▶ _WHAT THE TASK REQUIRES_
Count the lines in the records below that contain the string "give", matching case exactly, and reply with only the number.

▶ _SUPPLIED DATA_
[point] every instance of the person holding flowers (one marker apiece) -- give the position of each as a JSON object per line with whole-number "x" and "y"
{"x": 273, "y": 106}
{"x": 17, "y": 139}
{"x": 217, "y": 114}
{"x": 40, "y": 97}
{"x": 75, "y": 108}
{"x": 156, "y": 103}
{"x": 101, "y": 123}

* * *

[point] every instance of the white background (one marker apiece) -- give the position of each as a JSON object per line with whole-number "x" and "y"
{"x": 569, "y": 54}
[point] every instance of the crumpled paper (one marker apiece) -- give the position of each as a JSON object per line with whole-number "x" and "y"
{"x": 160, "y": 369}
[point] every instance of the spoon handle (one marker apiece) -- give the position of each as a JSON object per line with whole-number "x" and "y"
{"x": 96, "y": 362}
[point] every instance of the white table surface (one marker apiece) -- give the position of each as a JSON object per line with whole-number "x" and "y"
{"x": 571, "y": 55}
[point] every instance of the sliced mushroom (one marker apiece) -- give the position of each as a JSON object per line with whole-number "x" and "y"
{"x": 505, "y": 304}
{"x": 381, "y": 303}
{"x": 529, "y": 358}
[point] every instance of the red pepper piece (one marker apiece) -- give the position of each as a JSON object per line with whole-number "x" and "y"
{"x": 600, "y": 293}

▶ _RESULT BELOW_
7